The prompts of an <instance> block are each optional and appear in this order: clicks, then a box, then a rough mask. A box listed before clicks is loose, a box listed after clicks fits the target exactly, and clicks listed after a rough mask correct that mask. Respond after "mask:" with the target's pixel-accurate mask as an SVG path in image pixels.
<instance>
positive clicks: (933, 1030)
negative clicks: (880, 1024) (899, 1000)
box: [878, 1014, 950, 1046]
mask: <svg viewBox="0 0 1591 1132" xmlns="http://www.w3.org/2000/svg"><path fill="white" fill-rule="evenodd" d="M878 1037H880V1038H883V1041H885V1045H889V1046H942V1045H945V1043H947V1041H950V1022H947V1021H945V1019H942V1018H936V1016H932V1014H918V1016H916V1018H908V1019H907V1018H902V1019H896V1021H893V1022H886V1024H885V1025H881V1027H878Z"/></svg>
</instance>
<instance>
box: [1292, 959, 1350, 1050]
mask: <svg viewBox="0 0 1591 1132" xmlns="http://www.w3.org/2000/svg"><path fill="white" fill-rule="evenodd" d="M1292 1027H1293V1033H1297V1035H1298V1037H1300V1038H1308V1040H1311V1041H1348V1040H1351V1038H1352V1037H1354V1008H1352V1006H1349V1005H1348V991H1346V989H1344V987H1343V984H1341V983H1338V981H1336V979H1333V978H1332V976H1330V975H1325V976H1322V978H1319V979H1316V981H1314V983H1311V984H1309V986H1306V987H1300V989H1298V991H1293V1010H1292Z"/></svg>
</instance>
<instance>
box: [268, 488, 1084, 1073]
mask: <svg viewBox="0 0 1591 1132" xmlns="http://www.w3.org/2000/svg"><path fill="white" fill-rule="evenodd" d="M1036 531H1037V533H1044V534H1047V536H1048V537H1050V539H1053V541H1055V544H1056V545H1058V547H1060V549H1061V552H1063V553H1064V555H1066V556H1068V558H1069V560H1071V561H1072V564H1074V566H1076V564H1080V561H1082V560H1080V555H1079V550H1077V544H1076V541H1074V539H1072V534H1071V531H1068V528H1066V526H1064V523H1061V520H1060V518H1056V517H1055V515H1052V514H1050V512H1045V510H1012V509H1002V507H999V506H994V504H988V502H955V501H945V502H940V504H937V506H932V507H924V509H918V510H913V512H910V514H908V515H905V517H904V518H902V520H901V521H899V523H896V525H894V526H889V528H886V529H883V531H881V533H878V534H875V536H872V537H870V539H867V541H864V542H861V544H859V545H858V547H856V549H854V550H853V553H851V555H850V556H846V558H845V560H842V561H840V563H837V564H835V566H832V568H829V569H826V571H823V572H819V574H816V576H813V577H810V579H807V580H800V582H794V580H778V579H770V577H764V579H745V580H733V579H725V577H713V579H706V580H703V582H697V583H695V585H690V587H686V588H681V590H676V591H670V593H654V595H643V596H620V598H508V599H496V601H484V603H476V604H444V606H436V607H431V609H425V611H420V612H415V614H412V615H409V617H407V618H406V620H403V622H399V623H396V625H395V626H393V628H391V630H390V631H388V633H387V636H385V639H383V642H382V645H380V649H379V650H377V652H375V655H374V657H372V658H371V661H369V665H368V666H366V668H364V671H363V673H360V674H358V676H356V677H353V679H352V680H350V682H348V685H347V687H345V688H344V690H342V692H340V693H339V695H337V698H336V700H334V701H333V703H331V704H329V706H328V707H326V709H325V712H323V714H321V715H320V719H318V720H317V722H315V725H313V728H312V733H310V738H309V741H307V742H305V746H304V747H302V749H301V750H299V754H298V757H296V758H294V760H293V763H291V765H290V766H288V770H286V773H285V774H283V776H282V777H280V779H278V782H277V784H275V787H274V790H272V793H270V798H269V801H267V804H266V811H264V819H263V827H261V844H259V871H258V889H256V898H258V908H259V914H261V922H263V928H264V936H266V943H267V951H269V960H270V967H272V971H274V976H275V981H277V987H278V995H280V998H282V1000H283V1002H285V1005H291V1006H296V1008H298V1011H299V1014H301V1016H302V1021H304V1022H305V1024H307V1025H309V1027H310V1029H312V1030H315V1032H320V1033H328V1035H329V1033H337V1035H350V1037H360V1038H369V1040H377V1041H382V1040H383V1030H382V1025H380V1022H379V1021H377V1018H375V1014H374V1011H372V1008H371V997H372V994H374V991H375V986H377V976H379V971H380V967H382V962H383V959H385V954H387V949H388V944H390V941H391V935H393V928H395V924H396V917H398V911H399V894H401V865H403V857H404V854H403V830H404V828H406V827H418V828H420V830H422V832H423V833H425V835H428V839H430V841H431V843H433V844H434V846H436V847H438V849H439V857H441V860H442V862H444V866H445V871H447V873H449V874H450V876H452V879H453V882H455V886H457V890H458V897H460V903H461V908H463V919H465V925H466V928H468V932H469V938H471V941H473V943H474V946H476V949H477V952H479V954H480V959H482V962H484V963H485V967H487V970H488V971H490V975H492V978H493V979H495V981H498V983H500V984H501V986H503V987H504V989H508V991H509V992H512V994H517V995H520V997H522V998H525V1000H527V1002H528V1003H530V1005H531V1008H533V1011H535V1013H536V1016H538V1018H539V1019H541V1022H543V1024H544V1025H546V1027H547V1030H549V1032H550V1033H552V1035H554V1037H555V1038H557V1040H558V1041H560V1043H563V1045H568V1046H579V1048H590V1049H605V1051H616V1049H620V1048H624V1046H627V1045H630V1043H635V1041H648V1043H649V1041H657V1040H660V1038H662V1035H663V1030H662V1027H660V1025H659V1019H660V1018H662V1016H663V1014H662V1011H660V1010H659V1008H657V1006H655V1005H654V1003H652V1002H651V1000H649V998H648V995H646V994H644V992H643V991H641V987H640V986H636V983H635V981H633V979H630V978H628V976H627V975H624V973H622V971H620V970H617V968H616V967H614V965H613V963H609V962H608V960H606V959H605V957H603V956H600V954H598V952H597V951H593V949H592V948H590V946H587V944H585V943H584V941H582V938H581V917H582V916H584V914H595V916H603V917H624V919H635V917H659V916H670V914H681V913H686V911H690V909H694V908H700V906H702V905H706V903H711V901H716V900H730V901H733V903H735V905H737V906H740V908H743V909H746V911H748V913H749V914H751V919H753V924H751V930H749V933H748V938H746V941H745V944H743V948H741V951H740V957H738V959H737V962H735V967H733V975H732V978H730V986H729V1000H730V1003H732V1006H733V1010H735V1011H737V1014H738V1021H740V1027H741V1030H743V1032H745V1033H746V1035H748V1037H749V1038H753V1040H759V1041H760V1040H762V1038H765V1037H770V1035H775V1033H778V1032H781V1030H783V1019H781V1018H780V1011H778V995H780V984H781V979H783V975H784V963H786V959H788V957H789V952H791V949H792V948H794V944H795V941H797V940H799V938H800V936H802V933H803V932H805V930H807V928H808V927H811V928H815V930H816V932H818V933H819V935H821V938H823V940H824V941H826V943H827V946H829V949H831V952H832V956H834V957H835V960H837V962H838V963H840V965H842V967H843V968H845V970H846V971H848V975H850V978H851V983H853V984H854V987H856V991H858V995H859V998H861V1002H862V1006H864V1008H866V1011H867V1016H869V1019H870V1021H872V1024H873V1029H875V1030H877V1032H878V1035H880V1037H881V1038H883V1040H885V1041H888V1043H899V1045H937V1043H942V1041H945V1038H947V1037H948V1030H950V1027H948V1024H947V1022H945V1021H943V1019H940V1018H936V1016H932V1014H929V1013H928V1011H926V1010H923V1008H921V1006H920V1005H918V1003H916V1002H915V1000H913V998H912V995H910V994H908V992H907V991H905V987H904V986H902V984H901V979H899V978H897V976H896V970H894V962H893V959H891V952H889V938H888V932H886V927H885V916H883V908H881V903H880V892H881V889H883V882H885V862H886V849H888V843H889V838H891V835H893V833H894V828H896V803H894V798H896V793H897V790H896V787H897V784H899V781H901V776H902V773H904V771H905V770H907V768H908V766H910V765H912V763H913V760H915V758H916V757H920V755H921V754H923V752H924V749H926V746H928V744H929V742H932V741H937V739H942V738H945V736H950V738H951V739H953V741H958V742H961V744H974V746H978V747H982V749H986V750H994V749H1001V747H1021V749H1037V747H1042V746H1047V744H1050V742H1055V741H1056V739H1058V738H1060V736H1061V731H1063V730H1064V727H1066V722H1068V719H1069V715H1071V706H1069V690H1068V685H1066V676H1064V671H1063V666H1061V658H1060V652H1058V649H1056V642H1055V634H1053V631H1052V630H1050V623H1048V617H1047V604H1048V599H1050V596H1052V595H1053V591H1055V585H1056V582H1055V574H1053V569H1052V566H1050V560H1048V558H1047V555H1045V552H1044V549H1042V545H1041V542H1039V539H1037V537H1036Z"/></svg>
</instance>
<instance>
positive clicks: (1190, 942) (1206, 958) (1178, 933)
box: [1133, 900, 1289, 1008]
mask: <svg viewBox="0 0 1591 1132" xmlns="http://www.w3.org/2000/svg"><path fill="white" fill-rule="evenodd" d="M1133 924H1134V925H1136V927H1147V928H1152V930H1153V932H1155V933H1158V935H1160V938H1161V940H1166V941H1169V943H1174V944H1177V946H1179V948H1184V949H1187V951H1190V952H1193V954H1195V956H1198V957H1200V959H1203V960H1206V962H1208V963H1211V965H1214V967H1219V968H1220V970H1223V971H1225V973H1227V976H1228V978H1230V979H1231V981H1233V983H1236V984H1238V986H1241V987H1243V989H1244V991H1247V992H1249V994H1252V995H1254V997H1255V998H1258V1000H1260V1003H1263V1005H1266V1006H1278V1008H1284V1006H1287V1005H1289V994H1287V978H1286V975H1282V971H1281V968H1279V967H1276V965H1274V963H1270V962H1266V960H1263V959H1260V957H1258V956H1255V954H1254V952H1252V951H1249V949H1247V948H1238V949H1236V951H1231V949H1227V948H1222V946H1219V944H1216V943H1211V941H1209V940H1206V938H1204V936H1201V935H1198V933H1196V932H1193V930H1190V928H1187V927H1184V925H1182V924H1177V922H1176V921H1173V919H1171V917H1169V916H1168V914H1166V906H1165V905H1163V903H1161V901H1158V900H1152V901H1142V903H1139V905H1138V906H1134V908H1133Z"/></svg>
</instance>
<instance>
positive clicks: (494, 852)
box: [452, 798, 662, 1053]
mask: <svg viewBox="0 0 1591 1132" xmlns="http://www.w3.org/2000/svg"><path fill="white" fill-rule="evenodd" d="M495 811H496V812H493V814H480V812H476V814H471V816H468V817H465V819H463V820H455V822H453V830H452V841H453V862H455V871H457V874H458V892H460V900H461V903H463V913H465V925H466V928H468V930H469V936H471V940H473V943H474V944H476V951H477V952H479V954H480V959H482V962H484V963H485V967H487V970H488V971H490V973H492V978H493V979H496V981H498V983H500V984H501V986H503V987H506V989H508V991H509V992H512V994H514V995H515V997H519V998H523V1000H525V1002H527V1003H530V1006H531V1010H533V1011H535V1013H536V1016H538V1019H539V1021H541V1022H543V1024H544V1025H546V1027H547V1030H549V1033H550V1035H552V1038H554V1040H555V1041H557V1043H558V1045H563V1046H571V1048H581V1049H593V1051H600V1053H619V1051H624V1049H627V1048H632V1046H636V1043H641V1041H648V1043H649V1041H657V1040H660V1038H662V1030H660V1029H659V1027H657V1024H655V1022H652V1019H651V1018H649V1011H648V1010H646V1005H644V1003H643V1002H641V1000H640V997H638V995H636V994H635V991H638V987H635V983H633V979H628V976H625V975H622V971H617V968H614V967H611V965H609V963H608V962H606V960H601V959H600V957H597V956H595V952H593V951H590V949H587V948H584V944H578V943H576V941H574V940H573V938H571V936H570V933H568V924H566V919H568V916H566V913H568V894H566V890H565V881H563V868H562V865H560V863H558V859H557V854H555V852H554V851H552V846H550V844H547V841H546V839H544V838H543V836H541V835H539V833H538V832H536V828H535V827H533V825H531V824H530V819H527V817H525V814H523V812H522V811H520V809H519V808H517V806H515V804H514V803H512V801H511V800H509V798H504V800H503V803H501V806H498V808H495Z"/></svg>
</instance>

******

=== Task requirements ===
Can you rewrite the material from its start through the line containing "box: [268, 488, 1084, 1073]", replacing "negative clicks" with "negative points" and leaving everything else unchanged?

=== Answer for this exercise ===
The prompts of an <instance> block are each optional and appear in this order: clicks, then a box, then a rough mask. A box listed before clicks is loose, a box listed after clicks fits the target exactly, and clicks listed after a rough mask correct that mask. Respond after "mask:" with the target's pixel-accurate mask as an SVG path in image pixels.
<instance>
positive clicks: (933, 1030)
negative points: (880, 1024) (899, 1000)
box: [878, 1014, 950, 1046]
mask: <svg viewBox="0 0 1591 1132" xmlns="http://www.w3.org/2000/svg"><path fill="white" fill-rule="evenodd" d="M878 1037H880V1038H883V1041H885V1045H889V1046H942V1045H945V1043H947V1041H950V1022H947V1021H945V1019H942V1018H936V1016H932V1014H918V1016H916V1018H908V1019H907V1018H902V1019H896V1021H893V1022H886V1024H885V1025H881V1027H878Z"/></svg>
</instance>
<instance>
box: [1292, 959, 1350, 1050]
mask: <svg viewBox="0 0 1591 1132" xmlns="http://www.w3.org/2000/svg"><path fill="white" fill-rule="evenodd" d="M1292 1027H1293V1033H1297V1035H1298V1037H1300V1038H1308V1040H1311V1041H1348V1040H1351V1038H1352V1037H1354V1008H1352V1006H1349V1005H1348V991H1346V989H1344V987H1343V984H1341V983H1338V981H1336V979H1333V978H1332V976H1330V975H1325V976H1322V978H1319V979H1316V981H1314V983H1311V984H1309V986H1306V987H1300V989H1298V991H1293V1010H1292Z"/></svg>
</instance>
<instance>
box: [268, 488, 1084, 1073]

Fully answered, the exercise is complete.